View Source Metrics Reporting

Note: This page is being updated for OSS release. Please be patient. Current contents describes how we are handling our antikythera instance's and gears' metrics data in ACCESS.

  • In antikythera core and gears, statistical metrics can be generated.
  • Generated metrics are buffered, aggregated, then flushed to stable storage every minute.
  • By default, antikythera uses Elasticsearch as its metrics storage, utilizing its search/aggregation feature and visualization with Kibana.
  • All metrics are stored in metrics-YYYY.MM.DD indices under antikythera subspace.h
  • All metrics documents come with following predefined fields:
    • @timestamp
    • node_id
    • otp_app_name
      • antikythera or gear name
    • epool_id
      • gear-<gear_name> or tenant-<tenant_id>
      • Exists only in executor pool related metrics
  • Metrics are stored for 1 month. Older indices will be automatically deleted.

Auto-collected metrics

  • The following metrics are automatically gathered by antikythera:
    • Metrics about web/g2g requests
      • Number of processed requests (web/g2g_request_count_*)
      • Time distribution of response times (web/g2g_response_time_ms_*)
      • Executor pool checkout failure count (web_timeout_in_epool_checkout_sum)
      • Number of working processes for web request handling in an executor pool (epool_working_action_runner_*)
    • Metrics about websocket interactions
      • Number of active connections (epool_websocket_connections_*)
      • Number of rejected attempts to establish websocket connections (epool_websocket_rejected_count)

------------------------

Work to be completed ->
Continue the antikythera metrics reporting page from the point where it stops.

------------------------

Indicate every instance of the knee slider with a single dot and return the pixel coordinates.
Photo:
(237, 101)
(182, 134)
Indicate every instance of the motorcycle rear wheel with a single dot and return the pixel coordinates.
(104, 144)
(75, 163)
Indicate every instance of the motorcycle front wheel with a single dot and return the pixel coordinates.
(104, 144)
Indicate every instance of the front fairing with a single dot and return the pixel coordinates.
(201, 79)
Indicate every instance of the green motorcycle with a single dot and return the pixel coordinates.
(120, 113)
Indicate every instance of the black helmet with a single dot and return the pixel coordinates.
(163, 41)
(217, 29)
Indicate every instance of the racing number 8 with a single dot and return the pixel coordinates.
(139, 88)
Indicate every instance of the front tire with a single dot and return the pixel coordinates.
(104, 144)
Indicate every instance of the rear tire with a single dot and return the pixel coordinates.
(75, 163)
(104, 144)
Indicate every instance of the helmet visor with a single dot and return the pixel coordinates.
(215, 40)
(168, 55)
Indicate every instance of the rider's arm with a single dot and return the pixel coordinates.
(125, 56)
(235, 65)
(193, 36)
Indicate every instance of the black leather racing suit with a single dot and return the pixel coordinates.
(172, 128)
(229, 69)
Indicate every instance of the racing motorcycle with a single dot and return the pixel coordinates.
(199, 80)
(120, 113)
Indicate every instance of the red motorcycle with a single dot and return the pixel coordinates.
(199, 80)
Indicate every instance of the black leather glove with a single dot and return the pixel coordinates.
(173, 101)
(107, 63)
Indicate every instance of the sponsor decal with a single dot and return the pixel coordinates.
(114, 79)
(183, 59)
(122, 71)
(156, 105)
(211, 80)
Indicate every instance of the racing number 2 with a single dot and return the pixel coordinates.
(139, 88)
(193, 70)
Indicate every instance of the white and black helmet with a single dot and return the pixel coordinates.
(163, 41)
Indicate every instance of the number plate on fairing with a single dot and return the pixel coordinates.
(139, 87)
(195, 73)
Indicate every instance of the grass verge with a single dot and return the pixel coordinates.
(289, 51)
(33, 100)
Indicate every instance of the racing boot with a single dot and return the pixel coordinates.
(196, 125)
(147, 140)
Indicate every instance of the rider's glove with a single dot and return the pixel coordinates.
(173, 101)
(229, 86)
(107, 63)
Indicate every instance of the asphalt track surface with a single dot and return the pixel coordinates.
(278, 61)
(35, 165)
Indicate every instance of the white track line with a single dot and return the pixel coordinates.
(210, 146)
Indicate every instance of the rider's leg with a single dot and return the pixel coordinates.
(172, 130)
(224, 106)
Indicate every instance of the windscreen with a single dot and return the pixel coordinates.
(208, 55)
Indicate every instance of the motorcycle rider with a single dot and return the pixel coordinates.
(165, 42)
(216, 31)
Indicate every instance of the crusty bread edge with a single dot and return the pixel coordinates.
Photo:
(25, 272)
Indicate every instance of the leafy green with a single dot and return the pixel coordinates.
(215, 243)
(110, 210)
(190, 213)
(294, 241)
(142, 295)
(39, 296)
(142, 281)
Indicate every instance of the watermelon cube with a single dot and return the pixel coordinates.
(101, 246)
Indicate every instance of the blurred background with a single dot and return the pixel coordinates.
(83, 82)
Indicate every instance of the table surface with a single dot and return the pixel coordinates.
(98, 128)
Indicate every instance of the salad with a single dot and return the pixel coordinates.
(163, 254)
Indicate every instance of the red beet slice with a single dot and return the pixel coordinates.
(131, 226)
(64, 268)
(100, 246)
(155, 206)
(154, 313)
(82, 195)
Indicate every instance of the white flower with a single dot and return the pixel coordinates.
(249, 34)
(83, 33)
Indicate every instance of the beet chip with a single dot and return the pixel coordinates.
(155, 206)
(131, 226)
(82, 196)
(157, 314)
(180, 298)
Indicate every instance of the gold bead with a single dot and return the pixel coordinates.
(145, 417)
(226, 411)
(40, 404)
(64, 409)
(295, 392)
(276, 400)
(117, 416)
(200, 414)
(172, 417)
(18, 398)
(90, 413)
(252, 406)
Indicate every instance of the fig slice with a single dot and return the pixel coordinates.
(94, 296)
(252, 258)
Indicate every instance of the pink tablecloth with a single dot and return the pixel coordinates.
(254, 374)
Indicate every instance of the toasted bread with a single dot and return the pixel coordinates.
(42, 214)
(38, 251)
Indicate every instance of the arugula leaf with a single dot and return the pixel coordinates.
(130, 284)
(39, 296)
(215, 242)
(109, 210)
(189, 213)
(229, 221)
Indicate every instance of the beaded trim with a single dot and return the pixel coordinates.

------------------------

Answer to the problem ->
      • Number of received/sent websocket frames (websocket_frames_received/sent)
    • Metrics about async job
      • Number of completed/failed jobs (async_job_success/failure_sum)
      • Time distribution of async job executions (async_job_execution_time_ms_*)
      • Number of waiting jobs in job queue (epool_waiting_job_count)
      • Number of runnable jobs in job queue (epool_runnable_job_count)
      • Number of running jobs in job queue (epool_running_job_count)
      • Number of waiting job brokers (epool_waiting_broker_count)
      • Number of working processes for async job in an executor pool (epool_working_job_runner_*)

Custom metrics

  • You can generate and collect arbitrary numeric metrics from your gear's code.
  • Field names for such metrics are prefixed with custom_ and can be searched/visualized just like auto-generated metrics.
  • Use YourGear.MetricsUploader.submit/2 from anywhere in your code to generate metrics. YourGear.MetricsUploader process will then buffer and aggregate them before uploading.
    • First argument is metrics data list (Antikythera.Metrics.DataList.t).
      • strategy for each data must be an atom representation of one of aggregation strategies. Currently available strategies are:
        • :average
        • :sum
        • :time_distribution
          • Generates average, max and 95-percentile values
        • :gauge
          • Takes last value of each time window
    • Second argument is the context (Antikythera.Context.t) from which the currently used executor pool ID will be extracted.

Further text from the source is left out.